/---

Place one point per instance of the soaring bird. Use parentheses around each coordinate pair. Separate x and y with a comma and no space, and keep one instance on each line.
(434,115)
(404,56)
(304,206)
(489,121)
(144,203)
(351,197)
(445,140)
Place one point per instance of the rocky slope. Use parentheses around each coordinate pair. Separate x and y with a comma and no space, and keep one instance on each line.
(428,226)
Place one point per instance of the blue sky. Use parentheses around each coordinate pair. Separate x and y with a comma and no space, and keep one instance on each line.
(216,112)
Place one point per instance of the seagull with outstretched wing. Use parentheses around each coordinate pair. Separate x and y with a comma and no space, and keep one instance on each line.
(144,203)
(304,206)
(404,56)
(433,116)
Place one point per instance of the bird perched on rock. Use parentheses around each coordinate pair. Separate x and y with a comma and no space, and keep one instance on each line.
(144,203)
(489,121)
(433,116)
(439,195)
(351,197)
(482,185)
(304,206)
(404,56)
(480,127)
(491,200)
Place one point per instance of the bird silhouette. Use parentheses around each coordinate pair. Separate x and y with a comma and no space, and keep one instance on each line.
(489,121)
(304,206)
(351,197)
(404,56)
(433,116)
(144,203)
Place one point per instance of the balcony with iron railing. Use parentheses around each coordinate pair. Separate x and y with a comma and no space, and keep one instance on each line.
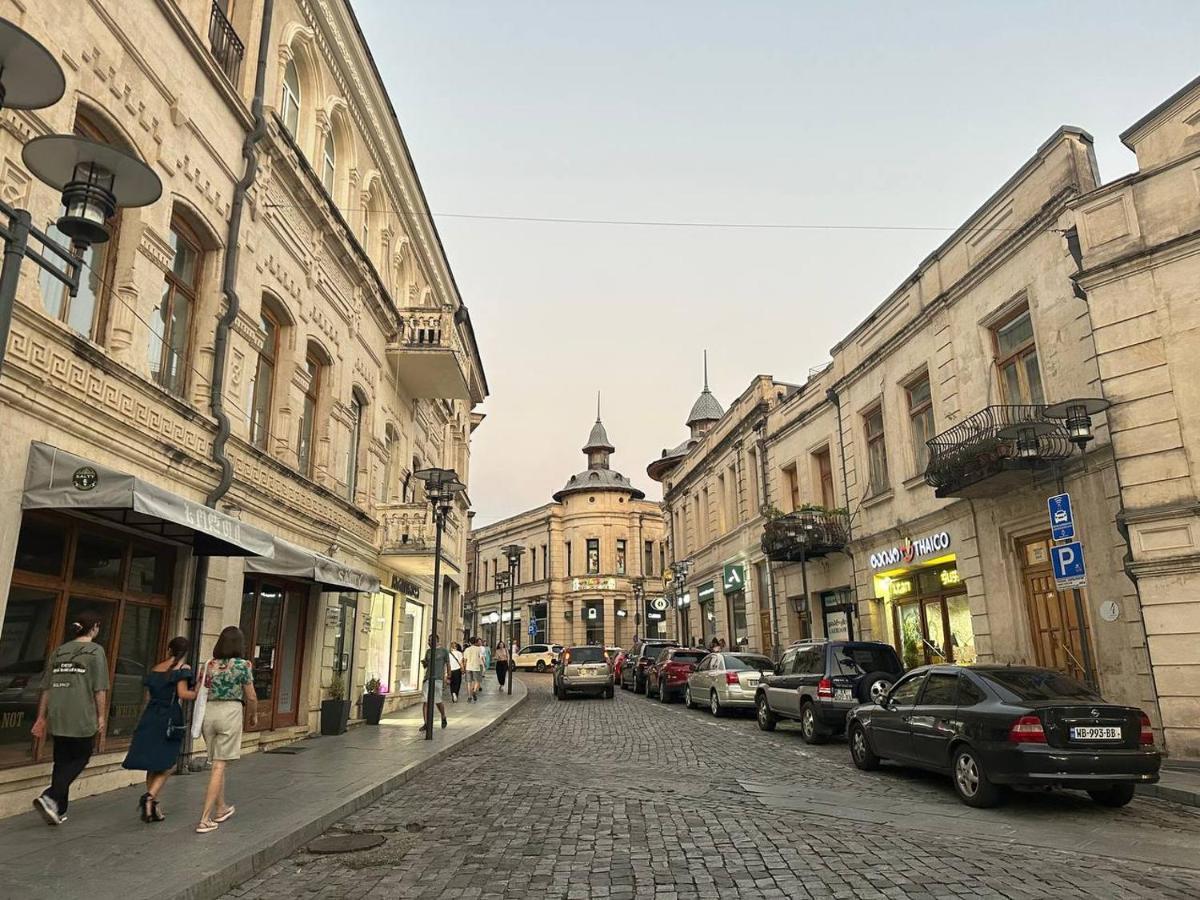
(805,534)
(983,456)
(407,538)
(427,357)
(227,48)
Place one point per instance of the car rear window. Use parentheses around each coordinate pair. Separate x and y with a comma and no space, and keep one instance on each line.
(587,654)
(858,659)
(742,664)
(1037,684)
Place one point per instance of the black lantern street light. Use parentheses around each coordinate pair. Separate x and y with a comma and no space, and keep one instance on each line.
(95,179)
(441,487)
(513,552)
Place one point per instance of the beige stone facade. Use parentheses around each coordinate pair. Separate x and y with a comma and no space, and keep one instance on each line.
(583,555)
(351,363)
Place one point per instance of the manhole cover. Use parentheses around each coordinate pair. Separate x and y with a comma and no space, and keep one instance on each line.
(346,843)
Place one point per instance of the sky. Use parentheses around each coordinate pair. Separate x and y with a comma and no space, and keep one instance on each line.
(738,112)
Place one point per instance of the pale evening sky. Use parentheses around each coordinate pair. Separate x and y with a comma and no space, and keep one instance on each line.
(696,111)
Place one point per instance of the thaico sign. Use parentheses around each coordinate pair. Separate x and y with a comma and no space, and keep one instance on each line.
(910,550)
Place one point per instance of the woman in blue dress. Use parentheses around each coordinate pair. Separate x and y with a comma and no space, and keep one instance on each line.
(160,732)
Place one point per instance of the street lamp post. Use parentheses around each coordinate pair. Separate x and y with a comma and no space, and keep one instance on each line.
(95,179)
(441,487)
(513,553)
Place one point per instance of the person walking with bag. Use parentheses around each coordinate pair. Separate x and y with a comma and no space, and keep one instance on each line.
(229,700)
(160,731)
(73,711)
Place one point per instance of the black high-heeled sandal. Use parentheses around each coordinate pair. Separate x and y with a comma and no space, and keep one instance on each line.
(144,807)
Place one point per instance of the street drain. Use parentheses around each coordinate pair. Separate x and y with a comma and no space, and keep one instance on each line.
(346,843)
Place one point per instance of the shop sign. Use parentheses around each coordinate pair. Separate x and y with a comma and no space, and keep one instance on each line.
(905,553)
(733,577)
(593,585)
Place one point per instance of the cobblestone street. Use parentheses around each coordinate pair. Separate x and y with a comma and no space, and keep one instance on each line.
(629,798)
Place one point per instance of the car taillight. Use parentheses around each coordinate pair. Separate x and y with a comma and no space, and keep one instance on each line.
(1027,730)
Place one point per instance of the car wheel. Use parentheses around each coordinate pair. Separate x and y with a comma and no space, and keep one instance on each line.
(767,719)
(1115,796)
(810,729)
(874,685)
(971,781)
(861,749)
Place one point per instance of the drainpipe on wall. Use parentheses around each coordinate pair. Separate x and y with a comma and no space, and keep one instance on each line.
(221,341)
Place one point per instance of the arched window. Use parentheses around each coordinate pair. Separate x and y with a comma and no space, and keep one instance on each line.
(329,162)
(88,310)
(352,457)
(289,105)
(171,328)
(309,414)
(262,385)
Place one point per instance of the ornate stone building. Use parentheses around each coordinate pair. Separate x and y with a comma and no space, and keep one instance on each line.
(262,394)
(587,555)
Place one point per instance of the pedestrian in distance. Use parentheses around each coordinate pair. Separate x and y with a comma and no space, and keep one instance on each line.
(73,711)
(473,661)
(502,663)
(437,671)
(229,701)
(159,735)
(455,671)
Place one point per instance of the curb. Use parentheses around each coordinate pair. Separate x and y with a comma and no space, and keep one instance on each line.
(241,870)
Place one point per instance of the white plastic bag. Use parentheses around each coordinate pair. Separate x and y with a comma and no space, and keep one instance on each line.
(202,700)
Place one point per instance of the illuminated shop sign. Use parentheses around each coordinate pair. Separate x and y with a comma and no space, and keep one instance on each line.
(909,551)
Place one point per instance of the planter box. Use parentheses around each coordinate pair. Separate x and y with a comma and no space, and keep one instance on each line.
(335,714)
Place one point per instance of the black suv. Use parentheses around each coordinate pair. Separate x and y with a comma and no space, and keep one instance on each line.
(641,657)
(820,682)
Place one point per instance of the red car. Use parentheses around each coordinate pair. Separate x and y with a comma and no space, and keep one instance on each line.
(667,677)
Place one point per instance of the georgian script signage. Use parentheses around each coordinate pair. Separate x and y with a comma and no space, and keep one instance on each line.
(911,550)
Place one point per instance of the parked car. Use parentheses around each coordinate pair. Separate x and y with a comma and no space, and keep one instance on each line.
(989,727)
(641,655)
(585,670)
(537,655)
(726,681)
(819,682)
(667,677)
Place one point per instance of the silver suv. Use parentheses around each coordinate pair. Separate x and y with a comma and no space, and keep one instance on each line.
(583,670)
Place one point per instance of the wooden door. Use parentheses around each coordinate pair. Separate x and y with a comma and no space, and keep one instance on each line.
(1054,627)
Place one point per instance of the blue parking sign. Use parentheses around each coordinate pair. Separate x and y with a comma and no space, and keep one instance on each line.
(1067,561)
(1062,520)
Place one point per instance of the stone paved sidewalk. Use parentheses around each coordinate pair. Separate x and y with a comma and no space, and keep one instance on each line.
(283,799)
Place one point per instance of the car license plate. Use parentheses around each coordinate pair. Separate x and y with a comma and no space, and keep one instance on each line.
(1096,732)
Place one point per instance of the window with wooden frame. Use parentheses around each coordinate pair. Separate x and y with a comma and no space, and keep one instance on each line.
(876,451)
(87,312)
(921,419)
(309,414)
(1017,360)
(262,388)
(171,327)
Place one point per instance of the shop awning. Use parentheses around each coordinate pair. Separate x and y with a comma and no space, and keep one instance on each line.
(295,562)
(59,480)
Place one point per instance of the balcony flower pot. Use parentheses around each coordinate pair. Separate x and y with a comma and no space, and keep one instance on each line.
(372,702)
(335,711)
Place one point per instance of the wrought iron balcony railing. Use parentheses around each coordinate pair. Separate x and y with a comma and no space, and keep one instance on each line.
(227,47)
(972,459)
(805,534)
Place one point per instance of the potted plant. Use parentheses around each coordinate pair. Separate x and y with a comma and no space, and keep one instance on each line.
(335,712)
(372,701)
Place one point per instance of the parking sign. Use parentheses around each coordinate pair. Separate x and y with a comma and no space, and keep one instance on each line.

\---

Repeat all of the data above word for word, minus the pictures.

Place one point per instance of the soaring bird. Use parentheses around each coordinate pair. Separate x and y with a comma and no space, and keep one instance on each line.
(434,115)
(404,56)
(304,206)
(489,121)
(144,203)
(351,197)
(445,140)
Place one point per instance of the rocky slope. Use parentheses around each coordinate pair. Separate x and y with a comma and no space, and keep one instance on each line.
(428,226)
Place one point per instance of the blue sky. Use parentheses around each coordinate pair. Separate x and y with a comma and no space, and keep one instance on each line.
(216,112)
Place one point per instance of the seagull with outstretched wing. Use parentheses around each coordinate pair. Separate x and y with a comma and no space, and keep one instance on each line.
(144,203)
(304,206)
(404,56)
(433,116)
Place one point per instance of the bird perched on rock. Use parentheses around each coordinate pair. Separate x and y with a comma and no space, and keep one instance on each line.
(144,203)
(489,121)
(433,116)
(439,195)
(351,197)
(482,185)
(304,206)
(404,56)
(480,127)
(491,200)
Place one point per instance of the bird silhouette. Use parentheses around each coordinate pair. Separate x and y with a comma and no space, and keep one instance on each line.
(489,121)
(304,206)
(351,197)
(404,56)
(433,116)
(144,203)
Place one point per instance of the balcony with iron railing. Use parentheses around each coordinate pair. Separate x and y with a comma and no space, and keep one instance on each line.
(805,534)
(983,456)
(407,538)
(427,357)
(227,48)
Place one point per instance of the car rear window. Use parentheses around each coordinate pair. Separate x and y with a comma and no space, and keep one instance on each line.
(587,654)
(858,659)
(742,664)
(1037,684)
Place one point per instance of the black lantern street light. Use parentheses around each coordinate pair. Separate x and y with a comma and no space, and keep one instance on each line.
(95,179)
(441,487)
(513,552)
Place one point per instance of the beige stone facade. Use parentheses around each coordinate pair. Separate x and y with a comma and no space, and keep one instance on each line.
(583,555)
(351,363)
Place one point per instance of the manhole cover. Use parentheses around each coordinate pair. Separate x and y with a comma and no space, and keep one instance on each line.
(346,843)
Place one point per instance of the sky. Use parentheses around each coordinate pair. Separate x and y with a comma and no space, and keep one instance on each line.
(738,112)
Place one point per instance of the pale evening sky. Use parentheses around each coordinate pair. Separate x and y with a comma and no space, and keep one instance on each line.
(696,111)
Place one point per instance of the thaico sign. Use parentheses around each coordinate pair. Separate x and y with a comma and no space, and keep one instance on each line.
(910,550)
Place one point per instance of the woman in blue dress. Use parentheses around each coordinate pair. Separate x and y with a comma and no space, and keep one instance on each line.
(160,732)
Place one point per instance of the street lamp post. Use parentheses around each coordinate pair. Separate x and y with a comma and no space, and keep one instance on each line.
(95,179)
(441,487)
(513,553)
Place one point per instance of the person walking with bag. Use parentheses around each coordinate pair. Separate x and y with a comma and no space, and keep one instance on each line.
(229,700)
(160,731)
(73,711)
Place one point per instance of the black high-heeled sandal. Use parentheses around each coordinate pair. Separate x and y with a comma and no space, and keep one instance on each line.
(144,807)
Place one point per instance of the street drain. Use parentheses around each coordinate pair. Separate x and y with a comma and no space, and keep one instance on each line.
(346,843)
Place one point per instance of the shop sign. Use parentheses around each coordinate pair. Separate x and y with a comma and no space, and keep one instance on each line.
(905,553)
(733,577)
(593,585)
Place one point per instance of the cobblestone street. Use parentheses around each coordinate pair. Separate x and y with a comma and no space, and keep one instance on each line.
(629,798)
Place one point per instance of the car taillight. Use parentheses around each coordinate pair. Separate x and y with a comma and no space, and keep one instance on each line.
(1027,730)
Place one point per instance of the car wheel. Use parentheses around each coordinate pair. Separate x and y with a comma and no space, and keep one instance on each line.
(767,719)
(1115,796)
(810,729)
(874,685)
(971,781)
(861,749)
Place one point per instance of the drainpipe on wall. Use parentheses around each coordinate pair. Separate x and y with a comma and no space, and keep one instance on each line.
(221,341)
Place one point per instance of the arched window. Use parentheses around each coordinate pair. Separate x and y with a comma and no space, and keep one instance on each line.
(329,162)
(88,310)
(352,457)
(289,105)
(171,328)
(309,414)
(262,385)
Place one point per instance of the ornate stone building. Use parentheses around each coordinate pair. Separate x and y with a comma and no space, and keep one instance on each line.
(262,394)
(587,555)
Place one point per instance of the pedestrian in distance. Use parentheses around each coordinate pair. Separate x and y with a comma and no space, and keep one instance on each line.
(73,711)
(473,661)
(502,663)
(437,671)
(229,701)
(159,735)
(455,671)
Place one point per instance of the curb. Use parentheses around each coordinate pair. Separate x and y with a comma and no space, and keep one instance on each line.
(241,870)
Place one point per instance of the white plastic bag. Use parentheses around each coordinate pair. Separate x and y with a comma and no space, and keep one instance on each line.
(202,700)
Place one point per instance of the illuminated shop sign. Use parentheses around each coordinate pair. Separate x and y with a comma and no space, and keep one instance on each line.
(909,551)
Place one point per instance of the planter box. Use parentheses around each coordinate pair. Separate x and y with a comma and no space, and keep one instance on each line.
(335,714)
Place one point per instance of the black suv. Use parentheses around each coordinate pair. Separate x and y with a comma and no space, and keep one instance on each line.
(641,657)
(820,682)
Place one point per instance of the red car. Use parentheses around each coordinate pair. Separate x and y with a comma and no space, and keep one instance on each line.
(667,677)
Place one point per instance of the georgian script signage. Use parentheses around each coordinate pair. Separate x and y with a comma and no space, and keep one instance on each line.
(911,550)
Place one point per instance of the parked car. Use parentheses around each coordinate pair. Separate x and y with a comma and no space, and keep one instance on each line.
(989,727)
(641,655)
(585,670)
(537,655)
(726,681)
(819,682)
(667,677)
Place one point per instance of the silver suv. Use parentheses around each coordinate pair. Separate x and y with a comma and no space, and keep one instance on each line.
(583,670)
Place one point per instance of the wooden door. Use parentheses around each coordinate pair. Separate x and y with a comma and no space, and keep one instance on each line.
(1054,627)
Place one point per instance of the blue parking sign. Use parentheses around each coordinate pair. Separate x and y with a comma and no space, and keep one instance on each line.
(1067,561)
(1062,520)
Place one point per instance of the stone paved sidewalk. Use parentheses around each coordinate pair. Separate x and y with a comma and no space, and keep one instance on each line.
(283,799)
Place one point per instance of the car license plate. Use parentheses around each coordinate pair. Separate x and y with a comma and no space, and keep one instance on each line.
(1096,732)
Place one point per instance of the window with wooden frame. Use parentheses around each coordinate pair. Separate x and y with a comma and no space, and keep one instance on each line.
(876,451)
(87,312)
(921,419)
(309,414)
(1017,360)
(262,388)
(171,327)
Place one point per instance of the shop awning. Use parentheses around each coordinate pair. Separate x and y with a comma and no space, and keep one instance on each line.
(295,562)
(59,480)
Place one point per instance of the balcony flower pot. Use parentheses around each coordinate pair. Separate x and y with a comma and no space, and keep one instance on each line.
(372,702)
(335,711)
Place one point per instance of the wrought iron balcony railing. Use parentheses around each coordinate pair. Separate x and y with a comma and no space, and keep one instance on each line.
(227,47)
(972,459)
(805,534)
Place one point per instance of the potted plant. Use parentheses around each coordinate pair. Separate x and y with a comma and no space, and keep one instance on each line.
(335,712)
(372,701)
Place one point per instance of the parking sign. Use parentheses around each coordinate pair. Separate x and y with a comma and no space, and keep one instance on each line.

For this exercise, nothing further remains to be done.